• Given text:
++++++++++

How to Use Great Expectations with Prefect
This guide will help you use Great Expectations with Prefect.
Prefect is a workflow orchestration and observation platform that enables data engineers, ML engineers, and data scientists to stop wondering about their workflows. The Prefect open source library allows users to create workflows using Python and add retries, logging, caching, scheduling, failure notifications, and much more. Prefect Cloud offers all that goodness plus a hosted platform, automations, and enterprise features for users who need them. Prefect Cloud provides free and paid tiers.
Prefect can be used with Great Expectations validations so that you can be confident about the state of your data. With a Prefect deployment, you can productionize your workflow and run data quality checks in reaction to the arrival of new data or on a schedule.
Doing it
Install
Install the Great Expectations, Prefect, and prefect-great-expectations libraries into the same Python virtual environment.
pip install great_expectations prefect prefect_great_expectations
If you have any issues installing Prefect, check out the Prefect installation docs.
Create an Expectation Suite and Checkpoint
Here's an example of a script to create an Expectation Suite and Checkpoint. This script is based on the Great Expectations Quickstart.
import great_expectations as gx
def create_expectation_suite_and_checkpoint():
"""Create a DataContext, connect to data, create Expectations, create and return a checkpoint."""
context = gx.get_context()
validator = context.sources.pandas_default.read_csv(
"https://raw.githubusercontent.com/great-expectations/gx_tutorials/main/data/yellow_tripdata_sample_2019-01.csv"
)
validator.expect_column_values_to_not_be_null("pickup_datetime")
# this expectation will fail
validator.expect_column_values_to_be_between(
"passenger_count", min_value=1, max_value=5
)
# checkpoints are reusble and only need to be created once
checkpoint = gx.checkpoint.SimpleCheckpoint(
name="taxi_check",
data_context=context,
validator=validator,
)
return checkpoint
Create a Prefect flow
Like Great Expectations, Prefect is a Pythonic framework. In Prefect, you bring your Python code and sprinkle in task and flow decorators to gain observation and orchestration capabilities.

++++++++++

• Given entries:
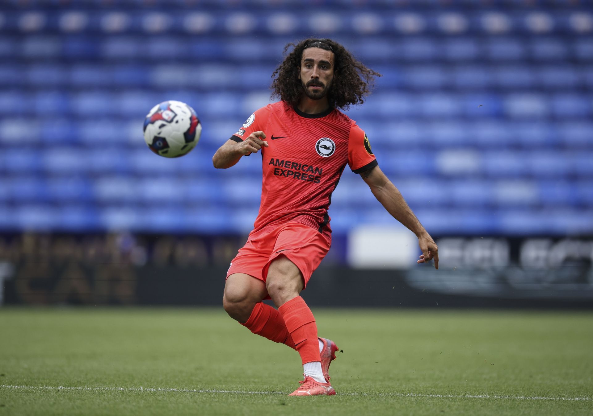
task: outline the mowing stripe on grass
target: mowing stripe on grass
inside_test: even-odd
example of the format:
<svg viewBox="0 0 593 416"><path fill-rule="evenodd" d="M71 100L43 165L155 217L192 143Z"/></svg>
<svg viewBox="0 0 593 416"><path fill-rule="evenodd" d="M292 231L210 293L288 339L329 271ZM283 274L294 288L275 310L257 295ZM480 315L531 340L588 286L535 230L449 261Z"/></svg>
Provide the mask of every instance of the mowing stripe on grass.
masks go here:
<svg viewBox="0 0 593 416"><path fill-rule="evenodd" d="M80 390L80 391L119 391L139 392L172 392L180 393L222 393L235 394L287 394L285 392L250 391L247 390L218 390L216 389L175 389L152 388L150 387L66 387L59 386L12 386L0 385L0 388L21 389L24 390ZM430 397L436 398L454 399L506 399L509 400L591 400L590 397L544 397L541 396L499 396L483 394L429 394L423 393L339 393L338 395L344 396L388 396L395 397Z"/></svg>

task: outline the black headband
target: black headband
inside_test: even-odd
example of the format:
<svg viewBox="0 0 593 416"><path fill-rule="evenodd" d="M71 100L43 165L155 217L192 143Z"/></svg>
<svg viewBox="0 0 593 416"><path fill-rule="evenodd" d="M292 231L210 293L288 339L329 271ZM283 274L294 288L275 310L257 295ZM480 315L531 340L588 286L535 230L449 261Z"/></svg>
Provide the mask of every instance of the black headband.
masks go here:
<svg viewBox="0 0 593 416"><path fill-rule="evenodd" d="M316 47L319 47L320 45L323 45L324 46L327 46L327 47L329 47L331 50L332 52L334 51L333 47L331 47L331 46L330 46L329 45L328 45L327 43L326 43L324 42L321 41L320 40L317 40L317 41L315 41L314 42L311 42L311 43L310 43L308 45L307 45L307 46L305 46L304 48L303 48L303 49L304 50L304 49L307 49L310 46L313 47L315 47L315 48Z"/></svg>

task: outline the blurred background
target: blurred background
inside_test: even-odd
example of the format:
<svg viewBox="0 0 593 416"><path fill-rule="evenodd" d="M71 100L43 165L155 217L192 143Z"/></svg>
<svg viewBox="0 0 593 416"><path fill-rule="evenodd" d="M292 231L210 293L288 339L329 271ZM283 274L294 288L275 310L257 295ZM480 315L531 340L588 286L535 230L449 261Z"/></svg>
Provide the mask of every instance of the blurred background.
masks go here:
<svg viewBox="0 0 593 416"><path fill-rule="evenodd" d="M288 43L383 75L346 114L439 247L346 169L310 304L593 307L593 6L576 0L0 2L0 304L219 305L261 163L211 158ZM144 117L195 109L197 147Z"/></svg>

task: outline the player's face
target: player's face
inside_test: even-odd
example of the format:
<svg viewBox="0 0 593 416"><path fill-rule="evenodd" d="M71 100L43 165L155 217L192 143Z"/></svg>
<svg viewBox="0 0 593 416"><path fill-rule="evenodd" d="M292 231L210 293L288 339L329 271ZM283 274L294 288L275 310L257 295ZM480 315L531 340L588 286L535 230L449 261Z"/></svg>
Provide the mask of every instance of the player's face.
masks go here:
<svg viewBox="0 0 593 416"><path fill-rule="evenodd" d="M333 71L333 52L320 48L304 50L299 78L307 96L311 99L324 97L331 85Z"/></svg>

++++++++++

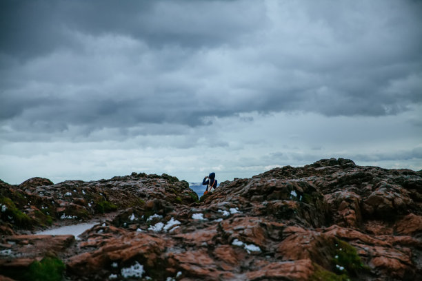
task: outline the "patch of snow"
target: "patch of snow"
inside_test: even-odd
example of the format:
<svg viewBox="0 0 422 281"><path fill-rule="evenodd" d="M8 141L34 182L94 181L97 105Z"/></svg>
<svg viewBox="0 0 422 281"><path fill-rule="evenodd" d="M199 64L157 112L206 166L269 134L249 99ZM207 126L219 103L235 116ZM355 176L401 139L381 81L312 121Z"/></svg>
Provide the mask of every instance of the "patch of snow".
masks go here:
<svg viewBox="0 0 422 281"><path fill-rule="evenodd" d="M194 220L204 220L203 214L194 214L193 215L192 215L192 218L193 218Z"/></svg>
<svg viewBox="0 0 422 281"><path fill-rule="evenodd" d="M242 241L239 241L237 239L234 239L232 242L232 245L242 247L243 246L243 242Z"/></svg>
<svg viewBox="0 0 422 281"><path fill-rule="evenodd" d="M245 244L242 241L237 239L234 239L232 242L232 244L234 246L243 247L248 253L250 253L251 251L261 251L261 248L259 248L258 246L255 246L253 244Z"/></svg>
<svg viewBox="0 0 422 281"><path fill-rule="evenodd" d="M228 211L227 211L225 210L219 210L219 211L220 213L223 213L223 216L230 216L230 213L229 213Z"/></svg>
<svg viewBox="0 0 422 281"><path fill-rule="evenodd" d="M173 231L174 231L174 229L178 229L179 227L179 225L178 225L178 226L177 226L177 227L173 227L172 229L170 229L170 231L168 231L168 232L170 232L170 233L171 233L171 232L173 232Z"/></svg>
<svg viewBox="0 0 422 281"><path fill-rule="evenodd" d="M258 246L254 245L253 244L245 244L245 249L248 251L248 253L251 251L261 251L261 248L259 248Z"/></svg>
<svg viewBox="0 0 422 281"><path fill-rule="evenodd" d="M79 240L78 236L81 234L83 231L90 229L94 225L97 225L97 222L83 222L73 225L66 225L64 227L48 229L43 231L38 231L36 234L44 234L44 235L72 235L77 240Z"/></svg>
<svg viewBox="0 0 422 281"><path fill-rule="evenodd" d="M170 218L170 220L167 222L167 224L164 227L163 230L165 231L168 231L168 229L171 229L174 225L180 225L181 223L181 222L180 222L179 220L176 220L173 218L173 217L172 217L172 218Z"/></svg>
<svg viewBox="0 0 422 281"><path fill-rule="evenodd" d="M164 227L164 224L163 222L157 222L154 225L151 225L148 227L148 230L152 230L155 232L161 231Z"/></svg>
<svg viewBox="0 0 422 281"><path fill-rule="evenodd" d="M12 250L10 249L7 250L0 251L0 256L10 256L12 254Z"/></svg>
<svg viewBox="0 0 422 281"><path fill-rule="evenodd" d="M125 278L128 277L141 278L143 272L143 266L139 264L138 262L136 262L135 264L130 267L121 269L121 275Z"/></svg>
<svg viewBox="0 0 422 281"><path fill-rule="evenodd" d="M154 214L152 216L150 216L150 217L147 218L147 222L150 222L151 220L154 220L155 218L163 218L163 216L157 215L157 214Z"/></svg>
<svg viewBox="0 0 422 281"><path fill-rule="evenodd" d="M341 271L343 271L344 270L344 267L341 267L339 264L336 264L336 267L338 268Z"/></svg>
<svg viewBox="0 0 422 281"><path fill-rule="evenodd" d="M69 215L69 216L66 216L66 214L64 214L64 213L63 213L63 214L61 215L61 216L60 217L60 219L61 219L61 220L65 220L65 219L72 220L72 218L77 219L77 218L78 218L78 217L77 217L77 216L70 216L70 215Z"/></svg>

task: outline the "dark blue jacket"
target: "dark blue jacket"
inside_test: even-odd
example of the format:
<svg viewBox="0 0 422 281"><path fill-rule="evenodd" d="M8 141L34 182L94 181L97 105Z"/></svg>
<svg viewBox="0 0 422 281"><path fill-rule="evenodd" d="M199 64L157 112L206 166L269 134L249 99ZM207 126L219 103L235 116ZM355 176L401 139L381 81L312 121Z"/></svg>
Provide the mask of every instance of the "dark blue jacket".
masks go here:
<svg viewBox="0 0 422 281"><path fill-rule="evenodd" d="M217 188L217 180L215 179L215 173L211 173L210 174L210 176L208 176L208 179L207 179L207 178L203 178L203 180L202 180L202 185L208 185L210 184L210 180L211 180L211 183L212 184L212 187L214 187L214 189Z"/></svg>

++++++++++

• Written instruction:
Please render this sentence from the Prefect guide in Spanish: "Prefect Cloud provides free and paid tiers."

• Output for this exercise:
Prefect Cloud ofrece niveles gratuitos y de pago.